**Task details:** Rewrite the records below as a numbered list, dropping any blank lines and leaving out the pictures.

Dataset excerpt
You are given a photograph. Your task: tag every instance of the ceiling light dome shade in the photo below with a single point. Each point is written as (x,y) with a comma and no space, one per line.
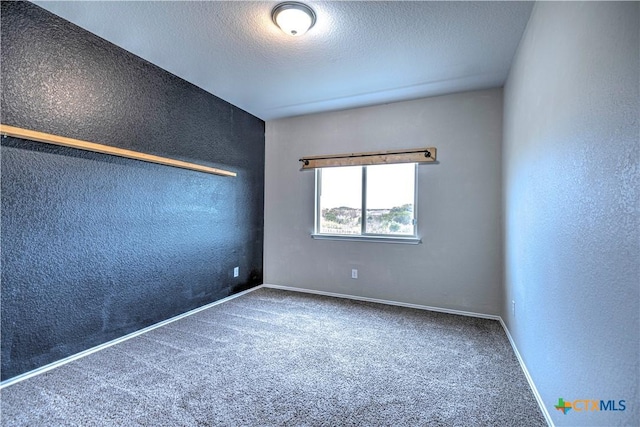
(293,18)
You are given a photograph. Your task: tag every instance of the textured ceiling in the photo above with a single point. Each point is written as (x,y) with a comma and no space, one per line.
(358,53)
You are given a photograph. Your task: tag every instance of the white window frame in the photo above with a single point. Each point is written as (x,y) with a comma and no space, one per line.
(364,236)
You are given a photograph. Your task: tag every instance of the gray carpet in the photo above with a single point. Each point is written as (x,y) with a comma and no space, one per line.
(279,358)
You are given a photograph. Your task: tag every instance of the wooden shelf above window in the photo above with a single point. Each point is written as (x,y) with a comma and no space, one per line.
(412,155)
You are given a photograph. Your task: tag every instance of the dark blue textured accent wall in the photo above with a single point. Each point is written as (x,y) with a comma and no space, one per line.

**Result for this task:**
1. You are given a photograph. Your task: tag every instance of the ceiling light dome shade in the photo below with a single point. Each point is written as (x,y) with a comma and no space, one per line.
2. (293,18)
3. You are given a photograph. Your task: tag every instance of the textured ceiling in the photo above with a single point. Each point is written as (x,y) with a comma and no space, one per line.
4. (358,53)
5. You are given a photograph. Your task: tag every instance of the white window frame in the photo above with a single point. Each point is written as (x,y) with a comma and no space, one per line.
6. (364,236)
7. You are given a photograph. Your task: tag every instance of the gray carpet in the photo above with a single point. Each point is written as (x,y) with a comma and no space, one per line.
8. (279,358)
9. You are given a photograph. Your task: tag every instance of the wooden shelf above window in the photo above with a single point. Each point is written as (x,y) with a comma and no space, one per line.
10. (412,155)
11. You are given a photograph. Your task: tag every instance of the dark blue textured accent wall in the photo above with a single point. Each point is written as (x,y) with a comma and no space, one per line.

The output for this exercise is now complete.